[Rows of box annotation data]

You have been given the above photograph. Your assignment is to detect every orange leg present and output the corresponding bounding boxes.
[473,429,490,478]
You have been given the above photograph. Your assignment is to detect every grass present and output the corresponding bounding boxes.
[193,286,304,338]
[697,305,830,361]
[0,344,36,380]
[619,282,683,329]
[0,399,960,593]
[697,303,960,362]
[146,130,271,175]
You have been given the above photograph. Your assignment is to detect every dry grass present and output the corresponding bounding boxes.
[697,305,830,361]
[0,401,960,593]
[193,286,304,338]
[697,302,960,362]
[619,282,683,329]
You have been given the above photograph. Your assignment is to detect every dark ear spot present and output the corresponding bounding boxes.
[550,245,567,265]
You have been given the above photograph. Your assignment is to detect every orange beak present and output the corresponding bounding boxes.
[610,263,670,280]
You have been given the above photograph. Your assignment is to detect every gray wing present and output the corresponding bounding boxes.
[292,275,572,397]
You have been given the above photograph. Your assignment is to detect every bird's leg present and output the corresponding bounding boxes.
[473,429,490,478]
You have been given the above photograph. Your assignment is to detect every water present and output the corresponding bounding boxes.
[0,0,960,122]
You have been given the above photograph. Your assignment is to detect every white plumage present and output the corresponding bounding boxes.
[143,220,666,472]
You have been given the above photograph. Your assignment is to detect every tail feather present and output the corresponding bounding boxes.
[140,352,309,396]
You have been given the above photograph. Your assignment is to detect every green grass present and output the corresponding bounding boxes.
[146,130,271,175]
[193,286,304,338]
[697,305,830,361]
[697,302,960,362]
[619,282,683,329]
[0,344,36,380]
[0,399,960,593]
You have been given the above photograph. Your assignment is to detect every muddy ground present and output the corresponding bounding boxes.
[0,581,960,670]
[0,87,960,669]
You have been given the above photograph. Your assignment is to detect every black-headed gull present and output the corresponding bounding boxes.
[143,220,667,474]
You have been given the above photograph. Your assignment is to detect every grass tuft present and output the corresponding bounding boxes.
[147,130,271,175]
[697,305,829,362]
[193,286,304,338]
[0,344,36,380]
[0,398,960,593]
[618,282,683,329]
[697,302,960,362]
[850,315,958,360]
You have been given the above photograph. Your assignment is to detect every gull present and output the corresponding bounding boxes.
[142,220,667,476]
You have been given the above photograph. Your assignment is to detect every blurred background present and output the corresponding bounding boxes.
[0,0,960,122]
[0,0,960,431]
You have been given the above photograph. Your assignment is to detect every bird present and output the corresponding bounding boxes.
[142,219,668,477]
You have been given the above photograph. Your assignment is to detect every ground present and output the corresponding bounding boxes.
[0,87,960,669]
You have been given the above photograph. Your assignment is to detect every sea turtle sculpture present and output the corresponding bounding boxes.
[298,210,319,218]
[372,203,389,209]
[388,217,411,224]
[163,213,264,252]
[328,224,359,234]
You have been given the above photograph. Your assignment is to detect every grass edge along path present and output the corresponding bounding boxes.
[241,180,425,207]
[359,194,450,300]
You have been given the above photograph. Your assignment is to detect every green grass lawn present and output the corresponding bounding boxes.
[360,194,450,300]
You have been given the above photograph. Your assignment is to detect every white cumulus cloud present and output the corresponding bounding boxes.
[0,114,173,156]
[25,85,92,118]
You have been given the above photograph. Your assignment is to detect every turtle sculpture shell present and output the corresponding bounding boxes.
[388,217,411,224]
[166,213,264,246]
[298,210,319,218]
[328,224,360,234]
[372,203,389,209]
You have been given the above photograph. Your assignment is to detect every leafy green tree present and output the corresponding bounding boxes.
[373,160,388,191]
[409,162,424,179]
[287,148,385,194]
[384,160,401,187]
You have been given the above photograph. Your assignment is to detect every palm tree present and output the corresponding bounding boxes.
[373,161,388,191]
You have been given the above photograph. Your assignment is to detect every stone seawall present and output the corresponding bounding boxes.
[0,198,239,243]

*Work to be completed*:
Report every line of the data above that contains the word "turtle", copying each such line in full.

*Response to this exercise*:
You have been given the above photograph. Your assignment is to detect every sea turtle sculpture present and output the corresponding bounding boxes.
You have been given the above photograph. Your assignment is to detect every turtle sculpture shell present and output the corresponding bounding boxes.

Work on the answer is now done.